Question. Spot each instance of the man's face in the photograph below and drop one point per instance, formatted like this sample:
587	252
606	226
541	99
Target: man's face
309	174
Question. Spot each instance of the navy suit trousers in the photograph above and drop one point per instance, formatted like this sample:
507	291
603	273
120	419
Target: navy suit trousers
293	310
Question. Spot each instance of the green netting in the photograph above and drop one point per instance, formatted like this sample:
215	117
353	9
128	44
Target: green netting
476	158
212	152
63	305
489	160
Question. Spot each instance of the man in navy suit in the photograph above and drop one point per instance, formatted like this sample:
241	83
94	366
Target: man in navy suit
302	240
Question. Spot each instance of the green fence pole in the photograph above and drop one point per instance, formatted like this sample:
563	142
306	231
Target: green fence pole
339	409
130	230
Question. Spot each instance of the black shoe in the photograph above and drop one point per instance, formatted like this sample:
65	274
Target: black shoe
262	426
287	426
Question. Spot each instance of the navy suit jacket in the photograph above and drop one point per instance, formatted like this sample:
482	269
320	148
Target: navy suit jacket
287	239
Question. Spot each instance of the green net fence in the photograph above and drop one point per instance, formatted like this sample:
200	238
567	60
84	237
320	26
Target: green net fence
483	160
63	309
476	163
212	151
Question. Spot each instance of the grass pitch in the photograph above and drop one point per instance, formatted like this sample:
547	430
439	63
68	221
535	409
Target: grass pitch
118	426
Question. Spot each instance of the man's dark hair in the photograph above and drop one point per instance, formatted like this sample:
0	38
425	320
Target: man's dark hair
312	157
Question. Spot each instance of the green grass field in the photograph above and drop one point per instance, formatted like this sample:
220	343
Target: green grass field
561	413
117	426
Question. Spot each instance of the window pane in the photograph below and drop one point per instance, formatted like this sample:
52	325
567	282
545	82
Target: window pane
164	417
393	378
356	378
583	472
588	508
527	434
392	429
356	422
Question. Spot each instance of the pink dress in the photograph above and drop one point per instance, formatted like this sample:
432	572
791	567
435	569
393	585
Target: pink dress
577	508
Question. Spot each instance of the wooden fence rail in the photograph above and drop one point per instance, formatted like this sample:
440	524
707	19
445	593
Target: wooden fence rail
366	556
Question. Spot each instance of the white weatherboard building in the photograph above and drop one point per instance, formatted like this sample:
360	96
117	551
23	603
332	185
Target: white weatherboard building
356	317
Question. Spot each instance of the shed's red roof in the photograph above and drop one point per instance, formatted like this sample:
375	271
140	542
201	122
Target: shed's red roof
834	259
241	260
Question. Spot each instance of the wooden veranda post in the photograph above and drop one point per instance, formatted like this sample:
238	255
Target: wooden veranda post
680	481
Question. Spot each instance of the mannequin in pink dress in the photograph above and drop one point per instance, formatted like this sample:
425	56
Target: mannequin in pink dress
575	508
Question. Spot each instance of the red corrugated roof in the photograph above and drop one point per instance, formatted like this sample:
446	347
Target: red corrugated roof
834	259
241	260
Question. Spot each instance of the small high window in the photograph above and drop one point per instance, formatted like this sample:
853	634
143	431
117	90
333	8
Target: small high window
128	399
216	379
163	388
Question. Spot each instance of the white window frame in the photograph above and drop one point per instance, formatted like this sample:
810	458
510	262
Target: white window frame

___

◆ Description of the task ◆
Nothing but an exact repetition of the entries is expected here.

◆ Exercise output ◆
Question. Spot each instance of the man's face in the photograph below and drop one point per instance, formatted like this sample:
587	252
606	226
541	99
Target: man's face
309	174
Question. Spot each instance of the navy suit trousers in the photograph above and drop one point per instance, formatted like this sample:
507	291
603	273
120	419
Target: navy suit trousers
293	310
Question. Spot each instance of the green netting in the photograph above and drop one point per instance, formatted like this sample:
215	117
353	9
128	44
Target: green netting
476	158
212	152
63	305
489	160
Question. Spot each instance of the man in navy suit in the photograph above and drop one point per instance, formatted like this sample:
241	83
94	366
Target: man in navy suit
302	240
Question. Spot each instance of the green fence pole in the photograph above and drop one point per instance, formatted like this sample:
563	142
306	231
Target: green fence pole
339	409
130	230
Question. Spot each instance of the black shoe in the photograph above and drop one point per instance, formatted like this sample:
65	274
Target: black shoe
262	426
287	426
Question. Spot each instance of the navy suit jacket in the photograph above and drop one point per instance, formatted like this sample:
482	269
320	148
Target: navy suit jacket
287	239
Question. Spot each instance of the green net fence in the photograph above and drop one point per instance, formatted like this sample:
200	238
567	60
84	237
320	26
Target: green net fence
483	160
63	309
476	163
212	151
Question. Spot each instance of the grass pitch in the photograph above and drop one point per instance, formatted like this sample:
547	430
439	63
68	221
535	409
Target: grass pitch
118	426
Question. Spot each instance of the man's dark hair in the photograph above and drop one point per instance, formatted like this sample:
0	38
425	320
Target: man's dark hair
312	157
Question. Spot each instance of the green grass field in the photograph above and drop one point per instance, formatted like this sample:
220	343
Target: green grass field
561	413
117	426
Question. Spot each instance of the window pane in the photograph below and drop one point per instance, formatted like this sample:
52	325
567	282
545	82
Target: window pane
164	417
393	378
356	378
583	472
588	508
527	434
392	429
356	422
Question. Spot each instance of the pink dress in the photograph above and drop one point per instance, formatted like this sample:
432	572
791	567
435	569
393	585
Target: pink dress
577	508
Question. Spot each instance of the wooden fence rail in the photograph above and drop one point per instance, formatted like this sample:
440	524
707	19
445	593
Target: wooden fence rail
366	556
Question. Spot each instance of the white weatherboard building in the photograph above and drop one point per instance, formatted like this sample:
360	96
117	551
23	603
332	185
Target: white weatherboard building
356	317
Question. Spot each instance of the shed's red roof in the photograph above and drop one point per instance, formatted like this sample:
375	271
140	542
201	122
Target: shed's red roof
834	259
241	260
Question. Spot each instance of the wooden veranda post in the photograph above and drop one point per instance, formatted like this sample:
238	255
Target: wooden veranda post
680	481
Question. Spot each instance of the mannequin in pink dress in the photograph above and drop one point per instance, formatted like this sample:
425	56
Target: mannequin in pink dress
575	508
Question. Spot each instance of the red corrugated roof in the photograph above and drop one point per instance, formatted like this sample:
446	347
Target: red corrugated roof
834	259
241	260
Question. Spot each instance of the small high window in the photograph above and drop one point per instance, formatted like this sample:
853	634
143	431
117	90
333	8
Target: small high window
128	399
216	379
163	388
Question. Spot each instance of the white window frame in the photograph above and drop one point per instance, formatted like this sample:
810	458
510	262
Target: white window frame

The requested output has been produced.